Data supplied =
....
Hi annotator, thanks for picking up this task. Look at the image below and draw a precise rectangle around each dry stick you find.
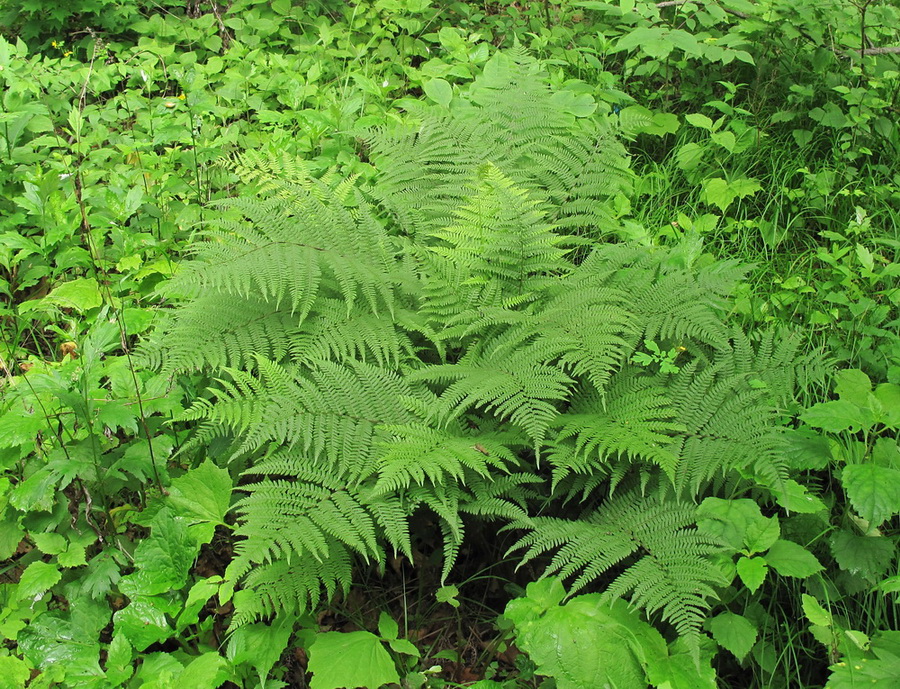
[854,45,900,55]
[72,43,165,493]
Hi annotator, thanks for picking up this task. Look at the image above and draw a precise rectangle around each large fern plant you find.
[151,53,816,636]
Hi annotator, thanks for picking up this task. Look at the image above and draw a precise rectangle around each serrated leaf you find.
[178,651,231,689]
[378,611,400,641]
[710,131,737,153]
[737,557,769,593]
[709,612,758,660]
[800,593,832,627]
[226,615,294,684]
[841,463,900,527]
[771,479,825,514]
[388,639,421,658]
[43,278,103,313]
[16,561,62,601]
[701,177,735,213]
[675,143,706,171]
[308,632,400,689]
[684,112,712,131]
[113,597,174,651]
[744,516,781,555]
[504,578,666,689]
[422,78,453,108]
[834,369,872,407]
[0,656,31,689]
[765,540,824,579]
[800,400,875,433]
[31,533,67,555]
[831,530,896,579]
[169,460,233,525]
[119,509,198,596]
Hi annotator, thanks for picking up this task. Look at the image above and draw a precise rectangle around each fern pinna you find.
[150,52,816,637]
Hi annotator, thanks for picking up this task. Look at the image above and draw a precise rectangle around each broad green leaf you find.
[119,509,198,597]
[765,540,824,579]
[422,78,453,107]
[16,561,62,601]
[708,612,757,660]
[388,639,422,658]
[31,532,68,555]
[710,131,737,153]
[841,463,900,528]
[771,479,825,514]
[504,578,666,689]
[697,498,778,550]
[675,142,706,171]
[701,177,735,213]
[800,400,874,433]
[737,557,769,593]
[834,368,872,407]
[226,615,294,684]
[308,632,400,689]
[0,519,25,561]
[684,112,712,131]
[178,651,231,689]
[43,278,103,313]
[800,593,832,627]
[728,177,762,199]
[875,383,900,430]
[106,634,134,687]
[645,637,719,689]
[0,656,31,689]
[378,611,400,641]
[831,530,896,579]
[169,460,233,525]
[744,516,781,555]
[175,576,222,631]
[113,597,174,651]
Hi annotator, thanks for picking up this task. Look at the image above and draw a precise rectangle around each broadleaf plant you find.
[147,50,824,655]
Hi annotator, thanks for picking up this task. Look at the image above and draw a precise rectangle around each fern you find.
[513,490,727,637]
[153,50,810,637]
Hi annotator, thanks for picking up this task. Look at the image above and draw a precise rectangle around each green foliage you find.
[504,578,715,689]
[150,53,820,656]
[0,0,900,689]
....
Written exercise = Please format the data above as a numbered list, one line per item, skipping blank lines and leaving out the pictures.

Answer for this exercise =
1. Hi annotator, thanks for picking up this task. Look at the image below and draw a precise rectangle around each dry stick you find.
2. [854,45,900,55]
3. [72,43,165,493]
4. Hi annotator, thanks for picking up this task. Look at the image above and draw a precise rectangle around each large fern plant you find.
5. [151,53,816,636]
6. Hi annotator, thanks for picking up this task. Look at the image above and draw a precise rectangle around each serrated leaf you find.
7. [178,651,231,689]
8. [378,611,400,641]
9. [710,131,737,153]
10. [737,557,769,593]
11. [709,612,758,660]
12. [800,593,832,627]
13. [226,615,294,684]
14. [841,463,900,527]
15. [771,479,825,514]
16. [388,639,421,658]
17. [43,278,103,313]
18. [16,561,62,601]
19. [701,177,735,213]
20. [675,143,706,171]
21. [308,632,400,689]
22. [684,112,712,131]
23. [113,597,174,651]
24. [744,516,781,555]
25. [504,578,666,689]
26. [422,78,453,108]
27. [834,369,872,407]
28. [0,656,31,689]
29. [765,540,824,579]
30. [800,400,875,433]
31. [31,533,67,555]
32. [831,530,896,579]
33. [169,460,233,525]
34. [119,509,198,596]
35. Hi annotator, thanks for picking up this task. Look at the image above and draw a precise rectangle around each fern pinna you find.
36. [150,52,816,637]
37. Hi annotator, thanks for picking up this task. Look at the image above and draw a precise rectangle around each broad green leaf you find.
38. [119,509,198,597]
39. [765,540,824,579]
40. [422,78,453,107]
41. [16,561,62,601]
42. [708,612,757,660]
43. [388,639,422,658]
44. [31,532,68,555]
45. [710,131,737,153]
46. [841,463,900,528]
47. [771,479,825,514]
48. [504,578,666,689]
49. [697,498,778,550]
50. [675,142,706,171]
51. [701,177,735,213]
52. [800,400,874,433]
53. [737,557,769,593]
54. [834,368,872,407]
55. [226,615,294,684]
56. [308,632,400,689]
57. [0,519,25,561]
58. [684,112,712,131]
59. [178,651,231,689]
60. [43,278,103,313]
61. [800,593,832,627]
62. [728,177,762,199]
63. [875,383,900,430]
64. [106,634,134,687]
65. [645,637,719,689]
66. [0,656,31,689]
67. [378,611,400,641]
68. [831,530,896,579]
69. [169,460,233,525]
70. [744,516,781,555]
71. [175,576,222,631]
72. [113,597,174,651]
73. Hi annotator, thanks for picking up this task. Look at the image above and draw a precise rectangle around each broadleaf plant you find.
74. [147,50,824,655]
75. Hi annotator, thanks for picking up this task. Look at the image above and draw a precise rectangle around each fern you find.
76. [513,490,727,637]
77. [153,50,810,637]
78. Hi annotator, thanks for picking up this task. Look at the image above and draw a precise rectangle around each green foliage you find.
79. [504,578,715,689]
80. [150,53,820,656]
81. [0,0,900,689]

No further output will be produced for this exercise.